PROBLEM DESCRIPTION:
Format the rows below as a Markdown table with two columns, Number and Line, putting each line's number in the first and the line itself in the second, and leave out any blank lines.

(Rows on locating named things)
::::
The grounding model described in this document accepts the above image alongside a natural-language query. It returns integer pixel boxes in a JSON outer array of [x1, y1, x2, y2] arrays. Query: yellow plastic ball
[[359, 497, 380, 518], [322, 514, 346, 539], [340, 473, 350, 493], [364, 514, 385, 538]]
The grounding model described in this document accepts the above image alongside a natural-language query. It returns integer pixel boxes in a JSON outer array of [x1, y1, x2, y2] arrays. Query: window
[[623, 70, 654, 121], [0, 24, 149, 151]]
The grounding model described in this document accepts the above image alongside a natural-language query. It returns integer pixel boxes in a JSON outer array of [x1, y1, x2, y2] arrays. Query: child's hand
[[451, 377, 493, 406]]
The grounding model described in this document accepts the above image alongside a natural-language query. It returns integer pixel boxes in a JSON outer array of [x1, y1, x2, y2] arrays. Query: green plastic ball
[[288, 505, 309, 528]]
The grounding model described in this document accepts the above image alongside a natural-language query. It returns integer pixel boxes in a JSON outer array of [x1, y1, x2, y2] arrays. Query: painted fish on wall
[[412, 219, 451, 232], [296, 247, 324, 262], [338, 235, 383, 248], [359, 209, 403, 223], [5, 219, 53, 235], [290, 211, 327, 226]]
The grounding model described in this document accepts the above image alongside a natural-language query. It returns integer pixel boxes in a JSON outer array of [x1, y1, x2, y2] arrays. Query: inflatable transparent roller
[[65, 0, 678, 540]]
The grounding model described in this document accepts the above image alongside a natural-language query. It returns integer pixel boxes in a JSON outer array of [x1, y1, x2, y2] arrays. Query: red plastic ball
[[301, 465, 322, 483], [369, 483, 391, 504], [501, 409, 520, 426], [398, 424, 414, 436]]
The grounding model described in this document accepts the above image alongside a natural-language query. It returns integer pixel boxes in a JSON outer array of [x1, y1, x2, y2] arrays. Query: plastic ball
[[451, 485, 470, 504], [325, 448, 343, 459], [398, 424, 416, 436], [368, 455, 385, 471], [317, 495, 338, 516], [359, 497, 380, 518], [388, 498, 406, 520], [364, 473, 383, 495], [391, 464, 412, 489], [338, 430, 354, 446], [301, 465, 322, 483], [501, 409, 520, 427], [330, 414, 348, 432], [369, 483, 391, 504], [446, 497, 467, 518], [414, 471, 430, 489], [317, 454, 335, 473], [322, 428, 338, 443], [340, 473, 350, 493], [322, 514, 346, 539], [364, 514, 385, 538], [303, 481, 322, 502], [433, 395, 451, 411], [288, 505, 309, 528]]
::::
FINAL ANSWER:
| Number | Line |
|---|---|
| 1 | The grounding model described in this document accepts the above image alongside a natural-language query. It returns integer pixel boxes in a JSON outer array of [x1, y1, x2, y2] arrays. Query: yellow plastic ball |
| 2 | [[359, 497, 380, 518], [322, 514, 346, 539], [340, 473, 350, 493], [364, 514, 385, 538]] |
| 3 | The grounding model described in this document accepts the above image alongside a natural-language query. It returns integer pixel boxes in a JSON outer array of [x1, y1, x2, y2] arrays. Query: window |
| 4 | [[623, 70, 654, 121], [0, 24, 149, 151]] |
| 5 | The grounding model described in this document accepts the above image alongside a natural-language query. It returns integer pixel boxes in a JSON outer array of [x1, y1, x2, y2] arrays. Query: child's hand |
| 6 | [[451, 377, 493, 406]] |
| 7 | The grounding model described in this document accepts the above image alongside a natural-language query. It returns integer pixel boxes in a JSON outer array of [x1, y1, x2, y2] arrays. Query: green plastic ball |
| 8 | [[288, 505, 309, 528]] |
| 9 | The grounding model described in this document accepts the above image alongside a natural-language query. It returns integer pixel boxes in a JSON outer array of [x1, y1, x2, y2] arrays. Query: painted fish on wall |
| 10 | [[412, 219, 451, 232], [296, 247, 324, 262], [338, 235, 383, 248], [359, 209, 403, 223], [5, 219, 53, 235], [290, 211, 327, 226]] |
| 11 | The grounding model described in this document accepts the above image alongside a natural-language query. It returns integer pixel boxes in a JSON outer array of [x1, y1, x2, y2] arrays. Query: inflatable transparent roller |
| 12 | [[65, 0, 678, 540]] |
| 13 | The grounding model described in this document accepts the above image alongside a natural-language query. It returns integer pixel boxes in a JSON outer array of [x1, y1, x2, y2] arrays. Query: red plastic ball |
| 14 | [[301, 465, 322, 483], [369, 483, 391, 504], [501, 409, 520, 426], [398, 424, 414, 436]] |
| 15 | The grounding model described in this document accepts the above image alongside a natural-language query. It returns integer pixel boxes in a JSON outer array of [x1, y1, x2, y2] arrays. Query: plastic ball |
| 16 | [[451, 485, 470, 504], [325, 448, 343, 459], [398, 424, 416, 436], [368, 455, 385, 471], [317, 495, 338, 516], [359, 497, 380, 518], [388, 498, 406, 520], [364, 473, 383, 495], [391, 464, 412, 489], [338, 430, 354, 446], [301, 465, 322, 483], [501, 409, 520, 427], [330, 414, 348, 432], [369, 483, 391, 504], [446, 497, 467, 518], [414, 471, 430, 489], [317, 454, 335, 473], [322, 428, 338, 443], [340, 473, 350, 493], [322, 514, 346, 539], [364, 514, 385, 538], [303, 481, 322, 502], [433, 395, 451, 411], [288, 505, 309, 528]] |